> [Aim of the exercise]: Copy the lines below as they are; omit the images they contain.

(Dataset entries)
>>
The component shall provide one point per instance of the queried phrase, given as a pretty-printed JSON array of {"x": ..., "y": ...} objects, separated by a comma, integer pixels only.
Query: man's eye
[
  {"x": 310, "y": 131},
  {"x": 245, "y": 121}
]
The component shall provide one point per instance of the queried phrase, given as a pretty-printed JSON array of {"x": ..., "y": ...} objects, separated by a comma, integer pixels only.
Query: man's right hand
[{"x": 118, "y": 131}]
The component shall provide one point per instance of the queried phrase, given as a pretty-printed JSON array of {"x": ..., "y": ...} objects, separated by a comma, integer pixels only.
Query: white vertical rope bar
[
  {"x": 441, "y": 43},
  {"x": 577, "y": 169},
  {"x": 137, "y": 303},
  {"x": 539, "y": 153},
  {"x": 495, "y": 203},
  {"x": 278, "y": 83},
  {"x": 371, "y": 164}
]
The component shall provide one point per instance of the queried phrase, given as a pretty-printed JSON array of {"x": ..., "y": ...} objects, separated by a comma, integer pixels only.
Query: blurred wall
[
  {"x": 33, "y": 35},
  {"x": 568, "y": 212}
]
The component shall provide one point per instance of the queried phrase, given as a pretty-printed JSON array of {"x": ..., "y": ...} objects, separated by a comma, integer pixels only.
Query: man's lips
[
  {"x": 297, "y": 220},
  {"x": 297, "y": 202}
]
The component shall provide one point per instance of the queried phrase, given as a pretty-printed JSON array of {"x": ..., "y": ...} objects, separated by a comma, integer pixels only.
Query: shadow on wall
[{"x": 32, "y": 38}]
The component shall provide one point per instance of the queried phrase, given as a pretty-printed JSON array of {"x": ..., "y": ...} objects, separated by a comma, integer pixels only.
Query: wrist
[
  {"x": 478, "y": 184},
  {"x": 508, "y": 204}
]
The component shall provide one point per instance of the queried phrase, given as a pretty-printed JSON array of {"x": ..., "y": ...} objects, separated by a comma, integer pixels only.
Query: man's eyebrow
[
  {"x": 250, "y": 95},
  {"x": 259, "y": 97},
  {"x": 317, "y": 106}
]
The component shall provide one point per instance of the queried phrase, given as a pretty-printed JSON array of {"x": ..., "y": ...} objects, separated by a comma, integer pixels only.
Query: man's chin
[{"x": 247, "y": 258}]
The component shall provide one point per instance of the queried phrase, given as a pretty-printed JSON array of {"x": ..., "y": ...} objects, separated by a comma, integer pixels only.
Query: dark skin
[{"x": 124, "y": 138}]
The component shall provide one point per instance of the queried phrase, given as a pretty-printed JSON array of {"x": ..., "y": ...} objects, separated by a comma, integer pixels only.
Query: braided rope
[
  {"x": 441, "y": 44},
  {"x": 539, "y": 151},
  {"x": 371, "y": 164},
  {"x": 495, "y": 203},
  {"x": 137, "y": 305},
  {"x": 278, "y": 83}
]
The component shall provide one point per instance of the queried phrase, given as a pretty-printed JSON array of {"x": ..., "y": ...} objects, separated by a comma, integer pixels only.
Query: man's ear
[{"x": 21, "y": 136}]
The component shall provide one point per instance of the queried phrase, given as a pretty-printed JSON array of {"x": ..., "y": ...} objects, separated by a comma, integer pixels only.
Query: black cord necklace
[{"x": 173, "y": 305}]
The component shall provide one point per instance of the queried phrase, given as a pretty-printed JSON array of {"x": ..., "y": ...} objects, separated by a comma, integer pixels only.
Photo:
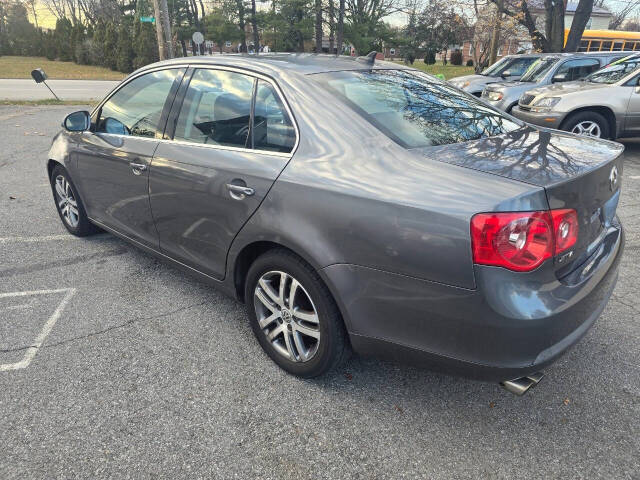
<<
> [Reply to the task]:
The component shall provide one point per instance of the queried phrase, given as a pretty-printed JSON array of {"x": ..., "y": ...} objects, separated by a comma, integer pixels only.
Query: man's eye
[
  {"x": 310, "y": 131},
  {"x": 245, "y": 121}
]
The component shall provide one point per instance of the queried phrase, given as a pretty-printed JSON array of {"x": ..., "y": ...} objects, separated by a comma, integer pixels only.
Query: man's right hand
[{"x": 118, "y": 131}]
The component shall provide one point per instance of the queried phrase, given as a pretty-printed JSON array of {"x": ..., "y": ...} objects, separated by a comma, integer pixels only.
Query: white vertical rope bar
[
  {"x": 441, "y": 43},
  {"x": 577, "y": 169},
  {"x": 137, "y": 303},
  {"x": 539, "y": 153},
  {"x": 495, "y": 203},
  {"x": 278, "y": 83},
  {"x": 371, "y": 164}
]
The component shall provide one point per instance of the queried phrase, given as a pretty-printed JSON array of {"x": ..., "y": ...} objects, separated by a comma, integer pixels only.
Query: blurred wall
[
  {"x": 33, "y": 35},
  {"x": 568, "y": 212}
]
The component shall provide one point per instance of the queried phrase, given as a pretty-printed JSON array of {"x": ..., "y": ...} objects, separated by a comma, integer pixels only.
Query: man's lips
[
  {"x": 297, "y": 220},
  {"x": 297, "y": 202}
]
The component shall provide one point per instance of the queried phrase, given as a pretty-printed JSON array of {"x": ..., "y": ...} objects, separated by a comma, integer pixels only.
Query: shadow on wall
[{"x": 32, "y": 38}]
The component shall provide one point per instance of the queried phrase, given as a pretty-printed JSON array of {"x": ..., "y": ...} objects, separated by a comma, integer pixels only.
Query: wrist
[
  {"x": 478, "y": 184},
  {"x": 508, "y": 204}
]
The component shall provide one point per instance of the queried phrase, given as a pretty-printed JSON array of {"x": ..., "y": ...} objects, separated by a comma, integer pixels only.
Query: man's eyebrow
[
  {"x": 250, "y": 95},
  {"x": 259, "y": 97},
  {"x": 317, "y": 106}
]
The component shall provide one point per instance of the queried phrase, given as a pretty-printed JSON array of {"x": ..., "y": ...} objects, separated by a comma, integer pixels only.
Query: man's chin
[{"x": 247, "y": 258}]
The component shall provide one point per instance of the queried phrase, given as a pretty-printed JSON array of {"x": ..., "y": ...} objects, separated by a comma, integer pixels only.
Query: dark skin
[{"x": 124, "y": 138}]
The component shall provide one point per instance of the queried phrase, given as a pretty-printed JSON array of {"x": ..., "y": ...} objects, separated by a comma, integer pixels only.
Query: braided rope
[
  {"x": 441, "y": 44},
  {"x": 539, "y": 151},
  {"x": 371, "y": 164},
  {"x": 495, "y": 203},
  {"x": 137, "y": 305},
  {"x": 278, "y": 83}
]
The component shall provide one point per instance of the queried phrase, given as a pretty-printed JSON array of {"x": ..., "y": ...} objects, separated by a comma, integer pixels only.
Query: man's ear
[{"x": 21, "y": 136}]
The component shall provide one point per instance of the queried phrase, given as a pretty-printed JSON array of {"x": ..., "y": ...} objects, separated by a comma, integer pixels only.
Query: black cord necklace
[{"x": 173, "y": 305}]
The component shall provide one point per instance of the queried phrase, given as a pretty-printed JSON array of {"x": ..., "y": ...} objects, separated by a comma, integer pixels only.
Photo:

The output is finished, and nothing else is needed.